PAGE EXTRACT:
|---|

In fact, when humans represent their work with computers, they typically use a base 16 representation (called hexadecimal) instead of the computer's native binary.  Instead of working with binary numbers like 11111110 (254 decimal), hexidecimal (base 16) representation is used to make the numbers shorter and easier to work with.  Instead of creating new symbols for the values 10 through 15, the letters A through F are used (lower or upper case doesn't matter).  Counting from 0 to 15 in binary takes four places, so by visualizing the binary number  in groups of four binary digits (called bits), 11111110 becomes 1111 (= 1 + 2 + 4 + 8 = 15), represented by the letter F in hexadecimal (frequently just called hex), followed by 1110 = 14 decimal or the letter E in hex.  So 11111110 binary = 254 decimal = FE hexadecimal.  It is the same number, the same value, just represented differently.

 

So how high can you count on one hand?  If you assign each finger a binary position value (e.g. 1, 2, 4, 8, 16), and that value is expressed when that finger is raised, then you can count from 0 to 31 on one hand, leading to the famous Hawaiian "seventeen, bra!".

 

It is possible to "throw away" some of the possible values in a binary representation of numbers, to make it more "human friendly", and use just ten of the sixteen possible values of a four bit binary number to represent 0 through 9.  Each decimal position is represented by four bits.  This is referred to as "binary coded decimal", and although it means that equipment designers and software engineers have to jump through more hoops, it results in a system that is generally easier to understand, and for some financial calculations may be more accurate.  How could it be more accurate?  Well, any integer can be represented by any number system, but not any fraction.  For example, in decimal, we can't really represent 1/3 (.333333...).   In binary, we can't simply represent all decimal fractions from 1/100 to 99/100 (pennies).  As a result, unless math is very carefully done in binary, it ends up with penny rounding errors, which can of course compound themselves.  Because BCD counts in decimal using binary representation, it can accurately represent all of the normal financial values in a way that can use the same calculation and rounding rules as traditional accounting.

 

Digital signals can be transmitted in parallel (several bits at a time, typically 8, each on a separate wire), or one bit after another (serially).  Parallel interfaces are generally used for computer plug in circuit boards (e.g. PCI and ISA boards), internal disk drives (Hard Disk, CD-ROM, floppy drive), and external printers and SCSI devices.  Other external interfaces are serial (USB, Firewire, Ethernet, RS-232).  Some serial interfaces are much faster than some parallel interfaces, although in theory it should always be possible to make a parallel interface faster (parallel = multiple synchronized serial lines).  The speed of an interface generally depends on when it was devised, and the medium over which it is transmitted.

|---|

WHAT IS ASKED:
[1] Reproduce the part of the number systems text that runs from "In fact, when" up to and including "just represented differently.".
[2] According to the number systems text, what range of numbers can you count on one hand when each finger is given a binary position value?

PROVIDED MATERIAL:
|---|

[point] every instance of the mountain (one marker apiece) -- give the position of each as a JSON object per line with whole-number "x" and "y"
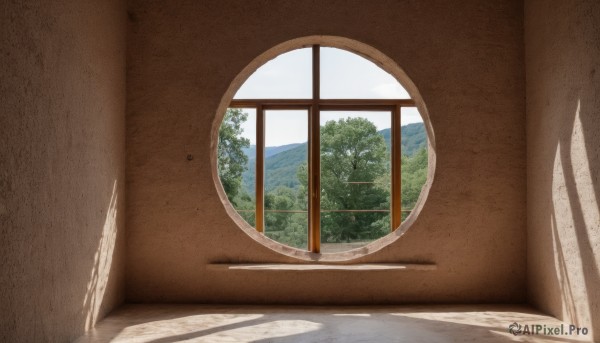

|---|

SOLUTIONS BY TASK:
[1]
In fact, when humans represent their work with computers, they typically use a base 16 representation (called hexadecimal) instead of the computer's native binary.  Instead of working with binary numbers like 11111110 (254 decimal), hexidecimal (base 16) representation is used to make the numbers shorter and easier to work with.  Instead of creating new symbols for the values 10 through 15, the letters A through F are used (lower or upper case doesn't matter).  Counting from 0 to 15 in binary takes four places, so by visualizing the binary number  in groups of four binary digits (called bits), 11111110 becomes 1111 (= 1 + 2 + 4 + 8 = 15), represented by the letter F in hexadecimal (frequently just called hex), followed by 1110 = 14 decimal or the letter E in hex.  So 11111110 binary = 254 decimal = FE hexadecimal.  It is the same number, the same value, just represented differently.

[2] From 0 to 31.